» Challenge a: Render only the entries from the line containing "the wooden frame" up to and including the last line of the entries as a numbered list, leaving out blank lines.

» Extract:

Compute

Shifting gears, as always our final set of benchmarks is a look at compute performance. As we have seen with GTX 680, GK104 appears to be significantly less balanced between rendering and compute performance than GF110 or GF114 were, and as a result compute performance suffers.  Cache and register file pressure in particular seem to give GK104 grief, which means that GK104 can still do well in certain scenarios, but falls well short in others.

Our first compute benchmark comes from Civilization V, which uses DirectCompute to decompress textures on the fly. Civ V includes a sub-benchmark that exclusively tests the speed of their texture decompression algorithm by repeatedly decompressing the textures required for one of the game’s leader scenes. Note that this is a DX11 DirectCompute benchmark.

It’s quite shocking to see the GTX 670 do so well here. For sure it’s struggling relative to the Radeon HD 7900 series and the GTX 500 series, but compared to the GTX 680 it’s only trailing by 4%. This is a test that should cause the gap between the two cards to open up due to the lack of shader performance, but clearly that this not the case. Perhaps we’ve been underestimating the memory bandwidth needs of this test? If that’s the case, given AMD’s significant memory bandwidth advantage it certainly helps to cement the 7970’s lead.

Our next benchmark is SmallLuxGPU, the GPU ray tracing branch of the open source LuxRender renderer. We’re now using a development build from the version 2.0 branch, and we’ve moved on to a more complex scene that hopefully will provide a greater challenge to our GPUs.

SmallLuxGPU on the other hand finally shows us that larger gap we’ve been expecting between the GTX 670 and GTX 680. The GTX 680’s larger number of SMXes and higher clockspeed cause the GTX 670 to fall behind by 10%, performing worse than the GTX 570 or even the GTX 470. More so than any other test, this is the test that drives home the point that GK104 isn’t a strong compute GPU while AMD offers nothing short of incredible compute performance.

For our next benchmark we’re looking at AESEncryptDecrypt, an OpenCL AES encryption routine that AES encrypts/decrypts an 8K x 8K pixel square image file. The results of this benchmark are the average time to encrypt the image over a number of iterations of the AES cypher.

Once again the GTX 670 has a weak showing here, although not as bad as with SmallLuxGPU. Still, it’s enough to fall behind the GTX 570; but at least it’s enough to beat the 7950. Clockspeeds help as showcased by the EVGA GTX 670SC but nothing really makes up for the missing SMX.

Our foruth benchmark is once again looking at compute shader performance, this time through the Fluid simulation sample in the DirectX SDK. This program simulates the motion and interactions of a 16k particle fluid using a compute shader, with a choice of several different algorithms. In this case we’re using an (O)n^2 nearest neighbor method that is optimized by using shared memory to cache data.

For reasons we’ve yet to determine, this benchmark strongly dislikes GTX 670 in particular. There doesn’t seem to be a performance regression in NVIDIA’s drivers, and there’s not an incredible gap due to TDP, it just struggles on the GTX 670. As a result performance of the GTC 670 only hits 42% of the GTX 680, which is well below what the GTX 670 should theoretically be getting. Barring some kind of esoteric reaction between this program and the unbalanced GPC a driver issue is still the most likely culprit, but it looks to only affect the GTX 670.

» Entries shown:
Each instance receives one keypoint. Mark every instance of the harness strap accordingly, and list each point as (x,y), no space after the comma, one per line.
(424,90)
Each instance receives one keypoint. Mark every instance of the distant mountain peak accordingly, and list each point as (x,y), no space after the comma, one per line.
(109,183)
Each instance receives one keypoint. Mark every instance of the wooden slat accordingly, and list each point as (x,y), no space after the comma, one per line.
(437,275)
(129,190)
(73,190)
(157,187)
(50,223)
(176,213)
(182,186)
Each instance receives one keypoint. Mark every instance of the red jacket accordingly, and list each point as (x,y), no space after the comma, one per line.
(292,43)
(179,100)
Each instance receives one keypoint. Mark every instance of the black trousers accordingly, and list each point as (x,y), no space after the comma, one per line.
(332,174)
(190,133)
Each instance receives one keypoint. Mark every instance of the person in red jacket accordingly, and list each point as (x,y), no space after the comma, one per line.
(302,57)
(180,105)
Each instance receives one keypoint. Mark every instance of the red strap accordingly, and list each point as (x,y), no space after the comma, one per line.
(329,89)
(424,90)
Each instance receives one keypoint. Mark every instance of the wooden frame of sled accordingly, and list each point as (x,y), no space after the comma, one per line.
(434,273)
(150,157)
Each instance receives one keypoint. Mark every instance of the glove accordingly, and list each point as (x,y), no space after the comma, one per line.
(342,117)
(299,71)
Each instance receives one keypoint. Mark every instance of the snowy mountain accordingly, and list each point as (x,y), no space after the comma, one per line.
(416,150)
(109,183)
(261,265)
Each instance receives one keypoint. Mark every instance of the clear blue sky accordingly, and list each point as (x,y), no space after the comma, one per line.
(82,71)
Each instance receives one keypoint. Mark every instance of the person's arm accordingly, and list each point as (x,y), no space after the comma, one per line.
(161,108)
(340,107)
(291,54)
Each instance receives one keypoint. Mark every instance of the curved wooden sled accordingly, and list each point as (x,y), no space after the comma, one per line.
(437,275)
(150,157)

» Challenge b: Reproduce the part of the GPU compute benchmark text from "For our next" up to and including "the missing SMX.".

» Task output a:
1. Each instance receives one keypoint. Mark every instance of the wooden frame of sled accordingly, and list each point as (x,y), no space after the comma, one per line.
2. (434,273)
3. (150,157)
4. Each instance receives one keypoint. Mark every instance of the glove accordingly, and list each point as (x,y), no space after the comma, one per line.
5. (342,117)
6. (299,71)
7. Each instance receives one keypoint. Mark every instance of the snowy mountain accordingly, and list each point as (x,y), no space after the comma, one per line.
8. (416,150)
9. (109,183)
10. (261,265)
11. Each instance receives one keypoint. Mark every instance of the clear blue sky accordingly, and list each point as (x,y), no space after the comma, one per line.
12. (82,71)
13. Each instance receives one keypoint. Mark every instance of the person's arm accordingly, and list each point as (x,y), no space after the comma, one per line.
14. (161,108)
15. (340,107)
16. (291,54)
17. Each instance receives one keypoint. Mark every instance of the curved wooden sled accordingly, and list each point as (x,y), no space after the comma, one per line.
18. (437,275)
19. (150,157)

» Task output b:
For our next benchmark we’re looking at AESEncryptDecrypt, an OpenCL AES encryption routine that AES encrypts/decrypts an 8K x 8K pixel square image file. The results of this benchmark are the average time to encrypt the image over a number of iterations of the AES cypher.

Once again the GTX 670 has a weak showing here, although not as bad as with SmallLuxGPU. Still, it’s enough to fall behind the GTX 570; but at least it’s enough to beat the 7950. Clockspeeds help as showcased by the EVGA GTX 670SC but nothing really makes up for the missing SMX.